:: Data for processing ::

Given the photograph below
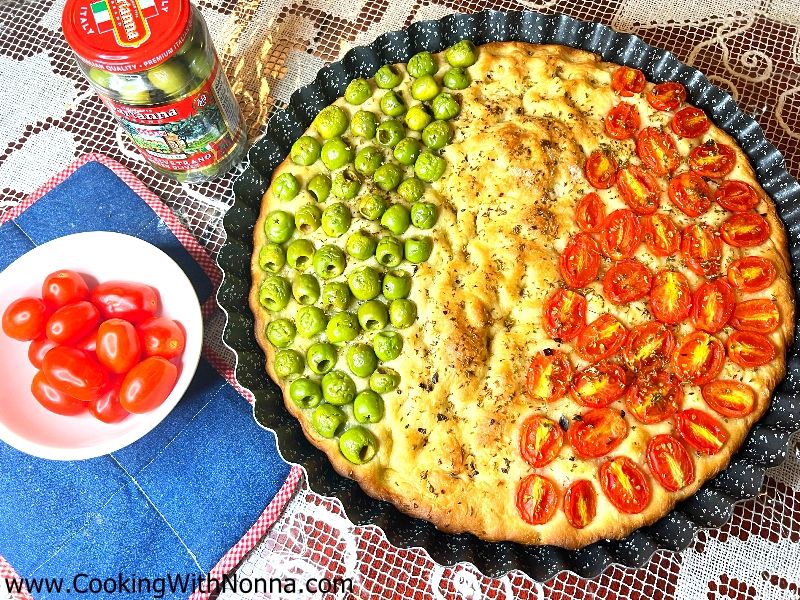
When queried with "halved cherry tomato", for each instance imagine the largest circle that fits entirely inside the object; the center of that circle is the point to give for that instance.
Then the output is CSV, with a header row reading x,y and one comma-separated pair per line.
x,y
599,385
712,159
540,441
745,230
660,234
564,314
627,81
53,399
690,193
600,169
670,297
701,431
601,338
64,287
649,346
148,384
749,349
621,235
597,432
549,374
624,484
701,249
669,462
25,319
537,499
657,150
73,322
760,315
627,280
729,398
654,396
623,121
580,261
75,373
134,302
690,122
699,358
751,273
580,503
736,196
712,305
666,96
638,189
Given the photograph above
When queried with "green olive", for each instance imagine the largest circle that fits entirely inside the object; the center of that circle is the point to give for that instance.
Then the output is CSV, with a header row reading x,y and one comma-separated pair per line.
x,y
281,332
338,388
364,282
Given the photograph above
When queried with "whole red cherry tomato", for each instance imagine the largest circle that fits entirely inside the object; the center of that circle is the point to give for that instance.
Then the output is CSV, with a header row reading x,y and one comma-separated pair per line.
x,y
148,384
134,302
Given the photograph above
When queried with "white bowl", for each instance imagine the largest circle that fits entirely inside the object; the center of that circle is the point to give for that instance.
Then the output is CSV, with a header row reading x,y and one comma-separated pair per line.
x,y
99,256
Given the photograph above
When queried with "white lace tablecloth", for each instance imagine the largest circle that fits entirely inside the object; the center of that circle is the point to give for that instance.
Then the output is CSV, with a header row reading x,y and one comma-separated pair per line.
x,y
50,116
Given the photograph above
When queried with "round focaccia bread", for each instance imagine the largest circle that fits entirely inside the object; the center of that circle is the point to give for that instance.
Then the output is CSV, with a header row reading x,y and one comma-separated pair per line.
x,y
602,318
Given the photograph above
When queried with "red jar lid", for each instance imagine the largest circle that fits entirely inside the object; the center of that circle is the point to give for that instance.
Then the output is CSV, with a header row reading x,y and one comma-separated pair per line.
x,y
125,36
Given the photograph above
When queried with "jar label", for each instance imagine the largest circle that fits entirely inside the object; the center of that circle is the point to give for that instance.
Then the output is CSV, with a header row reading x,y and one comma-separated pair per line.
x,y
194,132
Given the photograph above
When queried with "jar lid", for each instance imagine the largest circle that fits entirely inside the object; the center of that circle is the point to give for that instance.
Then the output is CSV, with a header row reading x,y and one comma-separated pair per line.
x,y
125,36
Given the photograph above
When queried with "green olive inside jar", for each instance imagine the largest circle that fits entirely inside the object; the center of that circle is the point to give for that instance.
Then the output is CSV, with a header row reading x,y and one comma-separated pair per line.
x,y
155,68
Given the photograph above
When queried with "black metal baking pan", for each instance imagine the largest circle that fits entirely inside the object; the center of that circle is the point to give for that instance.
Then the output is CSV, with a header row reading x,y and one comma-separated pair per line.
x,y
712,506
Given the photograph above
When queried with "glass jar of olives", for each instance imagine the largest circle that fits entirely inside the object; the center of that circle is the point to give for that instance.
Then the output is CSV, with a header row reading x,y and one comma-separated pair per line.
x,y
153,65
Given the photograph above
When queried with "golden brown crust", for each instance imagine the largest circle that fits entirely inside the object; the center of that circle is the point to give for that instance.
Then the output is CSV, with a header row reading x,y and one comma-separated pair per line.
x,y
449,441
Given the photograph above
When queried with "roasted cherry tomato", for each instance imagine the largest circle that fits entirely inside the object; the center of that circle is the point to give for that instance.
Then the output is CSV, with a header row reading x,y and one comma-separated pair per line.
x,y
660,235
669,462
549,374
624,484
564,314
580,503
736,196
690,193
621,234
745,230
701,431
701,249
75,373
654,396
597,432
690,122
649,346
601,338
623,121
540,441
53,399
580,261
666,96
670,297
73,322
729,398
638,189
134,302
600,169
751,273
712,159
599,385
712,305
699,358
657,150
25,319
626,280
627,81
64,287
148,384
537,499
748,349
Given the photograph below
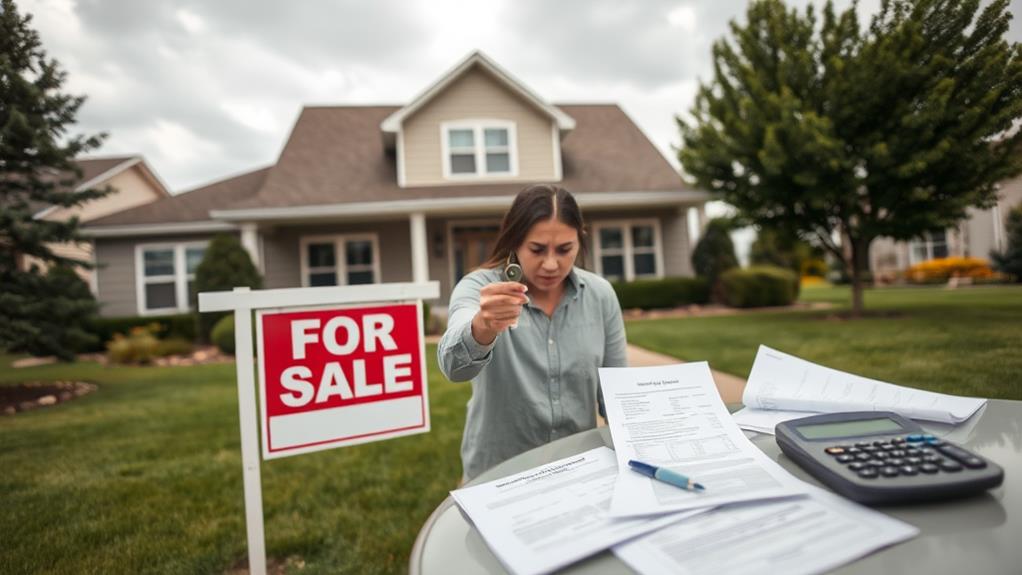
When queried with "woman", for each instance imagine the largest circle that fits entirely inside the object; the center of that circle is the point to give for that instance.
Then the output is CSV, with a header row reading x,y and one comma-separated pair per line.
x,y
531,348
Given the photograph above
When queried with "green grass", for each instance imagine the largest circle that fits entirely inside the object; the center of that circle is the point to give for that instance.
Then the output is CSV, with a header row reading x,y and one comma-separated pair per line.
x,y
145,476
964,341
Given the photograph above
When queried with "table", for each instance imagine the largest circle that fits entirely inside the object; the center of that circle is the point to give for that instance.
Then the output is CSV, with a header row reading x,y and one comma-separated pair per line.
x,y
976,535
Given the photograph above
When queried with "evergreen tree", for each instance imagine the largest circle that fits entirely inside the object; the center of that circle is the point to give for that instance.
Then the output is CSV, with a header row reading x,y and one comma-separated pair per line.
x,y
824,129
37,170
1010,261
225,266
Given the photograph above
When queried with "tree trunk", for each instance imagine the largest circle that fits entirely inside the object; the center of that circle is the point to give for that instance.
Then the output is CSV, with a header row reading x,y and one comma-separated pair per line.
x,y
860,262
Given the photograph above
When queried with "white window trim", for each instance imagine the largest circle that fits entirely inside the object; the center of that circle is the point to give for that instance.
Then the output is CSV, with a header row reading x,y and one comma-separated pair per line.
x,y
180,278
339,254
628,250
926,241
478,126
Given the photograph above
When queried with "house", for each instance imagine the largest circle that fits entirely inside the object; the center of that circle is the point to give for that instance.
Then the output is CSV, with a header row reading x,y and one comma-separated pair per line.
x,y
134,183
373,194
983,231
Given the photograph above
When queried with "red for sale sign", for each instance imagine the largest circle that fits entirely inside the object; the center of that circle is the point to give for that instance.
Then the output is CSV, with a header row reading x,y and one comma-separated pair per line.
x,y
340,376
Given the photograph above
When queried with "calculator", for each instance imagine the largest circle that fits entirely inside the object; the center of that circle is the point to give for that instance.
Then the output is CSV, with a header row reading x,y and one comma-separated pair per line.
x,y
881,458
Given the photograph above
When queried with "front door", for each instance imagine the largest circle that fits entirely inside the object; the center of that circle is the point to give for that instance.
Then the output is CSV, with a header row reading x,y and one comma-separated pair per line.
x,y
471,247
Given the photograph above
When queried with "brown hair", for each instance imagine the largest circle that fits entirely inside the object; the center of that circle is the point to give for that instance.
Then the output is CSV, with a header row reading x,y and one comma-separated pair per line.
x,y
533,204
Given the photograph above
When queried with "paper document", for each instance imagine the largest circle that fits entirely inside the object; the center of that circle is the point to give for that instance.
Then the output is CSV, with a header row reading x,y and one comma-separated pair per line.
x,y
551,516
793,536
672,416
780,381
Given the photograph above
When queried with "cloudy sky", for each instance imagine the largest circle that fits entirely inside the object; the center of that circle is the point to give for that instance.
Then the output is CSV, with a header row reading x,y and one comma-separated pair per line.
x,y
207,89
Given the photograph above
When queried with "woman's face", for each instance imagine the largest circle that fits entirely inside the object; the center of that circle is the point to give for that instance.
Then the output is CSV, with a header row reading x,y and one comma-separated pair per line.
x,y
548,254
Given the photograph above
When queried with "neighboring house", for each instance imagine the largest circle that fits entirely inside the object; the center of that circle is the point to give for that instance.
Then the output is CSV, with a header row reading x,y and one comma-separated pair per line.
x,y
134,183
982,232
373,194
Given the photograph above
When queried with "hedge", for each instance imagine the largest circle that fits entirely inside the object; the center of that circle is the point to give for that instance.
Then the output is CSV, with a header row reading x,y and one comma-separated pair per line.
x,y
668,292
181,326
759,286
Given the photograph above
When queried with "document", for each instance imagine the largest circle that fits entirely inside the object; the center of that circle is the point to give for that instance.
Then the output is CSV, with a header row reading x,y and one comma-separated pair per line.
x,y
672,417
793,536
780,381
551,516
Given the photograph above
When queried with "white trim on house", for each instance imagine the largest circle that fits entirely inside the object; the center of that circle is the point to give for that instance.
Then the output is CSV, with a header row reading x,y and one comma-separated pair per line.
x,y
340,269
453,205
157,229
393,122
181,277
478,128
628,251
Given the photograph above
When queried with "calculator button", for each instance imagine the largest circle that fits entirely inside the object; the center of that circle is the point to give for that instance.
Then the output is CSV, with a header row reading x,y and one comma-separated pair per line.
x,y
949,466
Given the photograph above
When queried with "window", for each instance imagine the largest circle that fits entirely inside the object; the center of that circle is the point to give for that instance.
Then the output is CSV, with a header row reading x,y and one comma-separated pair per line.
x,y
626,250
339,260
166,277
930,245
479,149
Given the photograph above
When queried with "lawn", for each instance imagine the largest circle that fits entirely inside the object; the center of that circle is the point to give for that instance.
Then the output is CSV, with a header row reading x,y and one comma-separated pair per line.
x,y
965,341
145,476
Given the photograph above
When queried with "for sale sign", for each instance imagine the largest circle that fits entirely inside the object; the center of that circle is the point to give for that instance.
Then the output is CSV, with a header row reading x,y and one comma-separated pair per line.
x,y
340,376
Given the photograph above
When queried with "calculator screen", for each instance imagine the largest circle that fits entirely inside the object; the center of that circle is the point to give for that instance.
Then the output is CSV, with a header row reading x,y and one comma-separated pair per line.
x,y
849,428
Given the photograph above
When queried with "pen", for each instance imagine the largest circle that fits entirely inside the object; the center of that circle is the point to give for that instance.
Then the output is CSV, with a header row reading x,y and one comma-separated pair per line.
x,y
665,475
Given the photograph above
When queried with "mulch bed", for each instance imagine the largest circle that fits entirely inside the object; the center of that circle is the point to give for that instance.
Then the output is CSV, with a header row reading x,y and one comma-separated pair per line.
x,y
32,395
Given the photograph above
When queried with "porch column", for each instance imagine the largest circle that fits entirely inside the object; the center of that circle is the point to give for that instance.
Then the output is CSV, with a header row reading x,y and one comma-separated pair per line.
x,y
420,257
249,241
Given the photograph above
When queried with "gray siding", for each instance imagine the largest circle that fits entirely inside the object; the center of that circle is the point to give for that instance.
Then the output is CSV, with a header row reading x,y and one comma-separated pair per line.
x,y
115,271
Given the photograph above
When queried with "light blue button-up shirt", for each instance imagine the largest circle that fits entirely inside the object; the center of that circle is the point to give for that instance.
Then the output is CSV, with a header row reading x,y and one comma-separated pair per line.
x,y
537,382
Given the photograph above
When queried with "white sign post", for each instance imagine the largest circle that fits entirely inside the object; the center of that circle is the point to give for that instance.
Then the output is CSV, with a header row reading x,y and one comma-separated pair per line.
x,y
332,374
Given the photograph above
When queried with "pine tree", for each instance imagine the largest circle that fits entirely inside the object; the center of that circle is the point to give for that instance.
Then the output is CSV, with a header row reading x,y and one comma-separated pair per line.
x,y
825,129
40,312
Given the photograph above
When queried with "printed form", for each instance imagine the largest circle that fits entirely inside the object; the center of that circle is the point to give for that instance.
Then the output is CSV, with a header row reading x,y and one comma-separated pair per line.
x,y
672,416
551,516
793,536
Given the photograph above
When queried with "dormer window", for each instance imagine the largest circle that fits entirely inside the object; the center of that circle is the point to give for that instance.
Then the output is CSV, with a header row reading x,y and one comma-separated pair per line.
x,y
478,149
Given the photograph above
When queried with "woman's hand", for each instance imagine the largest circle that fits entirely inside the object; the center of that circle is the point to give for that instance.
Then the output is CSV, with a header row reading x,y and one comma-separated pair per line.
x,y
500,305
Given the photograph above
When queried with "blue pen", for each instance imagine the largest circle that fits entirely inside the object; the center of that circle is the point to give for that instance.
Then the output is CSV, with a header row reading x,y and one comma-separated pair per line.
x,y
665,475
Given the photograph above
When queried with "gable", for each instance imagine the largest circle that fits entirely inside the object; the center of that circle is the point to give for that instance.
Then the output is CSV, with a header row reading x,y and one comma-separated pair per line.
x,y
476,97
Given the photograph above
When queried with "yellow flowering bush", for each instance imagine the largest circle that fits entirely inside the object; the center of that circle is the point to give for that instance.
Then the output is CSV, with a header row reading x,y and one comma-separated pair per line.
x,y
945,268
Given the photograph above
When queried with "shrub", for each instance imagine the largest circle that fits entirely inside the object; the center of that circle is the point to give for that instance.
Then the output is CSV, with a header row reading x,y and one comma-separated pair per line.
x,y
714,252
223,334
668,292
181,326
759,286
943,269
225,266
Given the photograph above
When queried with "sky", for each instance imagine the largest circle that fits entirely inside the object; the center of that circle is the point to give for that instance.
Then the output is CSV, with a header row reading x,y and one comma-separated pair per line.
x,y
208,89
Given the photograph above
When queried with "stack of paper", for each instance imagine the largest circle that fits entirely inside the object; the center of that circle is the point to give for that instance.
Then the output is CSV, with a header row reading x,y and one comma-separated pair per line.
x,y
753,517
783,387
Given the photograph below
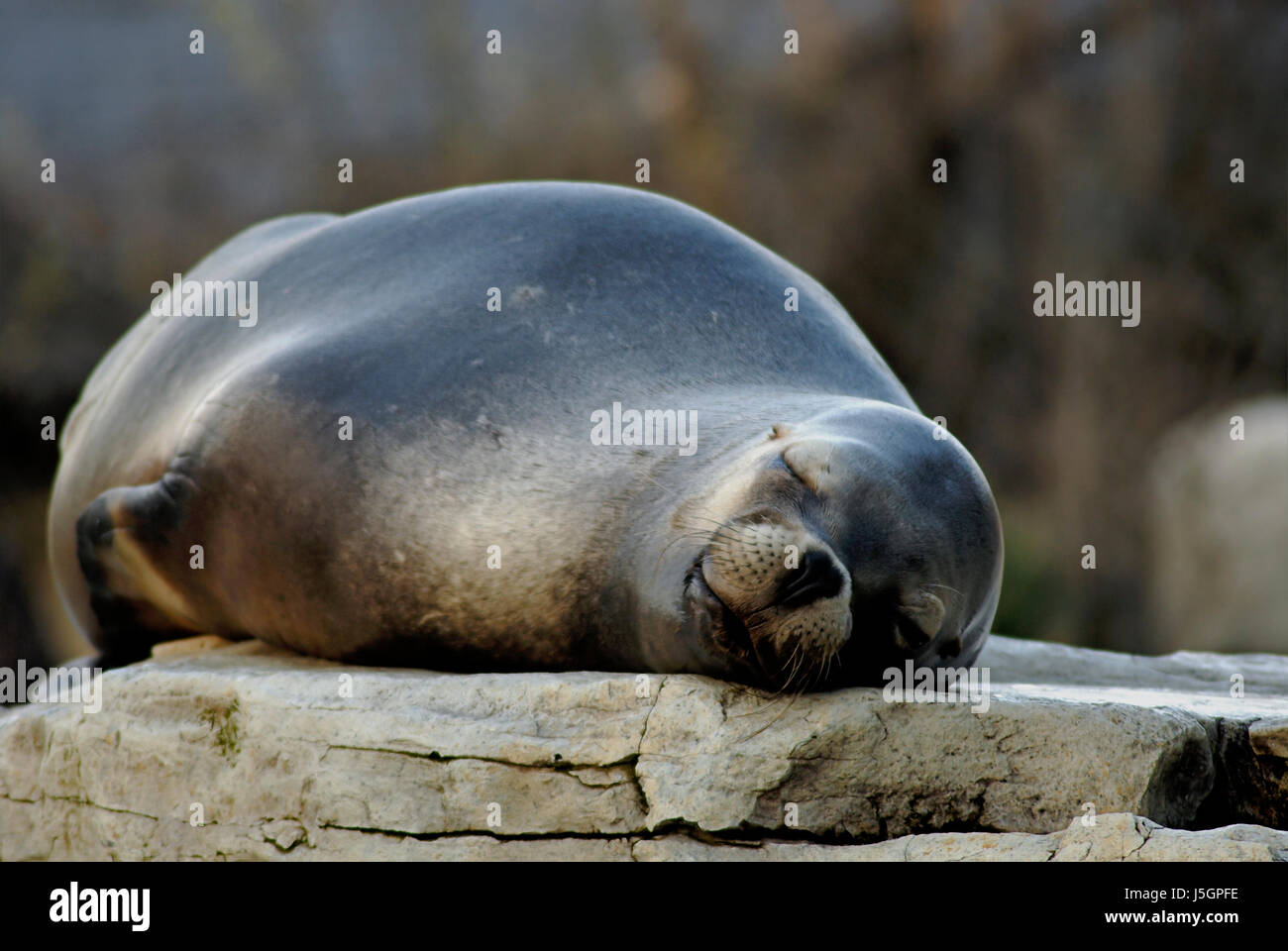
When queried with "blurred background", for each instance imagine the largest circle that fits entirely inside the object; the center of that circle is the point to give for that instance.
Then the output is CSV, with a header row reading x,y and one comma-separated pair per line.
x,y
1106,166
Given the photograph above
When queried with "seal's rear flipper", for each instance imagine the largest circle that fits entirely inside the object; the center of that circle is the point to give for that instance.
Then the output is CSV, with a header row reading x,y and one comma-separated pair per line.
x,y
129,551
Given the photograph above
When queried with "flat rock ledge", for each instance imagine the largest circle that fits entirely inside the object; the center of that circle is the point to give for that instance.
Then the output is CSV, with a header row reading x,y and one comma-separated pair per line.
x,y
245,752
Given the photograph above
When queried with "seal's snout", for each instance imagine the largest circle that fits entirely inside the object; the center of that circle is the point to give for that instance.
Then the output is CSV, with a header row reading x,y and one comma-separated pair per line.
x,y
787,590
816,578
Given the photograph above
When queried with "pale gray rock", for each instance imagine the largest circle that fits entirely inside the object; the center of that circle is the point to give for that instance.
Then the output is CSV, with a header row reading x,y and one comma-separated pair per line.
x,y
246,752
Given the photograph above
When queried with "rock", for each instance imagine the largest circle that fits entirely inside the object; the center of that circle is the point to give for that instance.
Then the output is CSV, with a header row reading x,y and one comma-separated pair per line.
x,y
1219,526
1113,838
246,752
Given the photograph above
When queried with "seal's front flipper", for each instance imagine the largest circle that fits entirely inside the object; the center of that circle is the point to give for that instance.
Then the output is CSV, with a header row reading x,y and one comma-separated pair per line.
x,y
130,551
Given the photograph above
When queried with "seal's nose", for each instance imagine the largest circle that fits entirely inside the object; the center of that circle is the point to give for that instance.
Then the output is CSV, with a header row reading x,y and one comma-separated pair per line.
x,y
818,577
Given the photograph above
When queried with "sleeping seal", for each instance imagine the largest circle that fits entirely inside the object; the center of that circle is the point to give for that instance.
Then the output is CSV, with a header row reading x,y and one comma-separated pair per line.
x,y
516,427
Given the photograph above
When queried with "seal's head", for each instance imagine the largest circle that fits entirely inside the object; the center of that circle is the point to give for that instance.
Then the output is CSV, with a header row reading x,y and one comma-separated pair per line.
x,y
842,545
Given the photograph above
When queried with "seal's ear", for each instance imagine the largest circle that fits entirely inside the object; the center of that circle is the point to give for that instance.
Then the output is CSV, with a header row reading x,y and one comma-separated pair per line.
x,y
810,461
925,609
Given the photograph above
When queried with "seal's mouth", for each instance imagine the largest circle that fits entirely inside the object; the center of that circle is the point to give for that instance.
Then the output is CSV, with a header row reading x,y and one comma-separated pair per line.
x,y
725,628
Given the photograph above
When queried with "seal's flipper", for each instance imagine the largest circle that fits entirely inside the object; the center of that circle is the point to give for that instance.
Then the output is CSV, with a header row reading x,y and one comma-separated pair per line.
x,y
129,552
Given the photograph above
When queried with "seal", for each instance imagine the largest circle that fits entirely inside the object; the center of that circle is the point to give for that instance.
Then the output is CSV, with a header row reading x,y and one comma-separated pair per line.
x,y
520,427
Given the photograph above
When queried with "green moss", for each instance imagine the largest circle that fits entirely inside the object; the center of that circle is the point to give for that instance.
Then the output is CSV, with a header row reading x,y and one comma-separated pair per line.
x,y
223,722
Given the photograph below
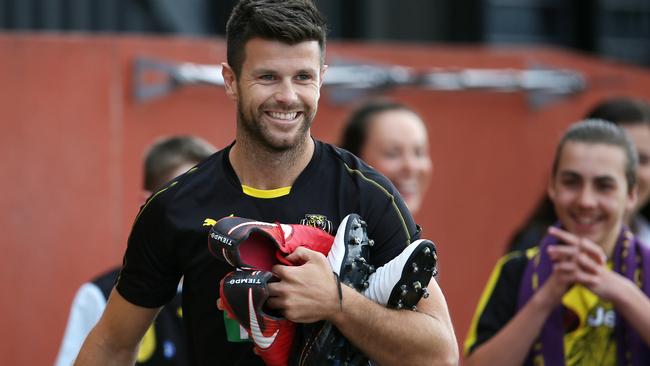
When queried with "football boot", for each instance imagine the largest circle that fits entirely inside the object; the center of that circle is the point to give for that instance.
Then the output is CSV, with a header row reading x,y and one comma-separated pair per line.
x,y
252,244
403,281
243,296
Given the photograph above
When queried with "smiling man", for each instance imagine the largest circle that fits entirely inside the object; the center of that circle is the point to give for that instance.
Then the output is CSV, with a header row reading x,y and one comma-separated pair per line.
x,y
581,296
273,172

:::

Problem description
Please find every line in the rows above that contains the word "house" and copy each one in full. Case counts.

Complete output
When queried with "house", for each instance imagine the largest circle that fits entirely inside the object; the center of that circle is the point to give for that instance.
When queried with "neighboring house", for each instance imagine the largest circle that fits entirely inside the object; the center of that circle is the point to give for that instance.
When queried with "white trim on house", for each instance imagine the largest circle that fits entirely inside the object; the center of that circle is the point to give for that instance.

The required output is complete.